- _Task goal_
Transcribe exactly the lines from the one containing "rough mask: <svg" through the end of the entries, including both the first and the last, and nothing else.
════════
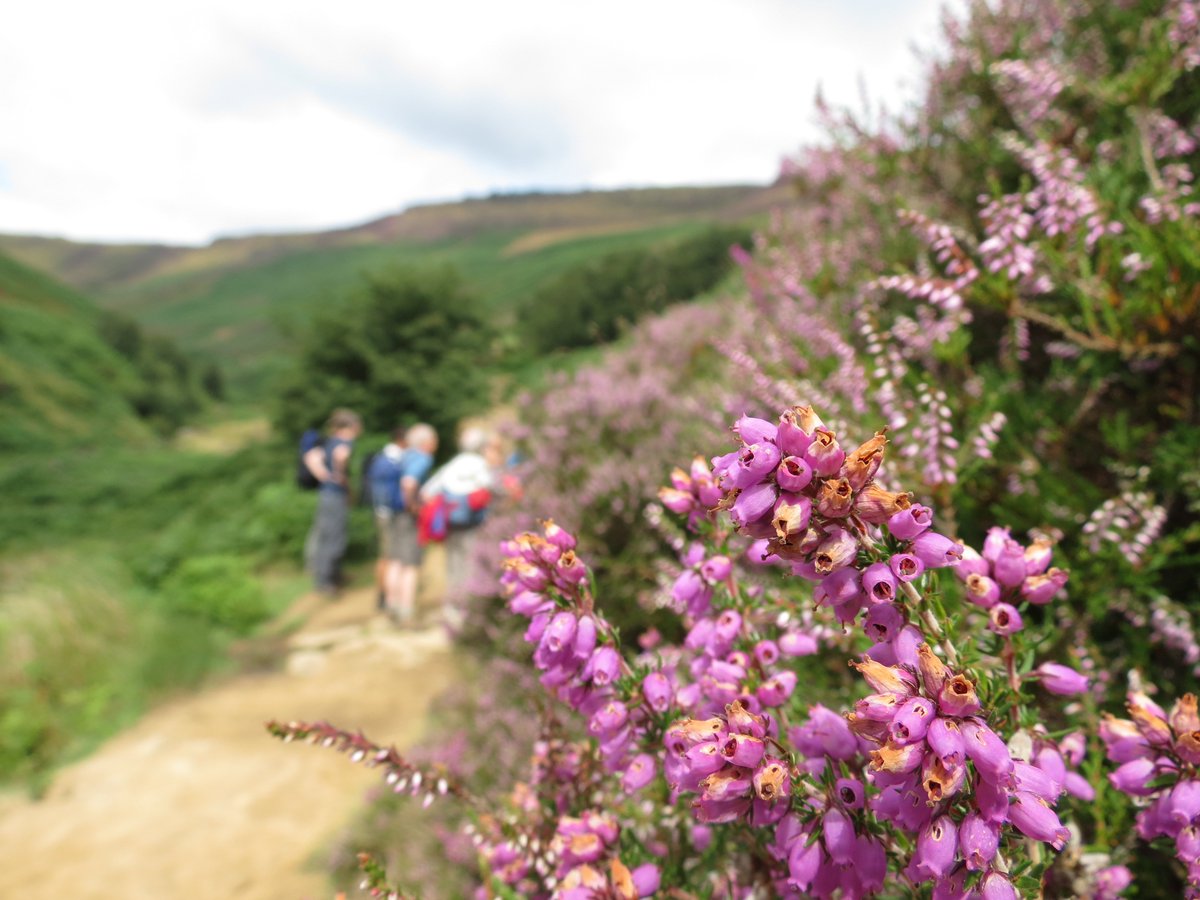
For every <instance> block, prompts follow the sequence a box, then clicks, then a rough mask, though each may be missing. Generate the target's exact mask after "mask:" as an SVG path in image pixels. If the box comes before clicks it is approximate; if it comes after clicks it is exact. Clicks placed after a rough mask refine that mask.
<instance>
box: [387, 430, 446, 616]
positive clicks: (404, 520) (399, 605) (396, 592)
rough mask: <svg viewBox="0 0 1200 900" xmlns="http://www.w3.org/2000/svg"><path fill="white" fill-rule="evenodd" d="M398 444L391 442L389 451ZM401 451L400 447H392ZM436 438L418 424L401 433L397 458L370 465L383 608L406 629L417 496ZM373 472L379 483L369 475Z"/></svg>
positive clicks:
════════
- _Exercise output_
rough mask: <svg viewBox="0 0 1200 900" xmlns="http://www.w3.org/2000/svg"><path fill="white" fill-rule="evenodd" d="M398 444L391 442L389 451ZM401 451L400 447H392ZM436 438L418 424L401 433L397 458L370 465L383 608L406 629L417 496ZM373 472L379 483L369 475Z"/></svg>
positive clicks:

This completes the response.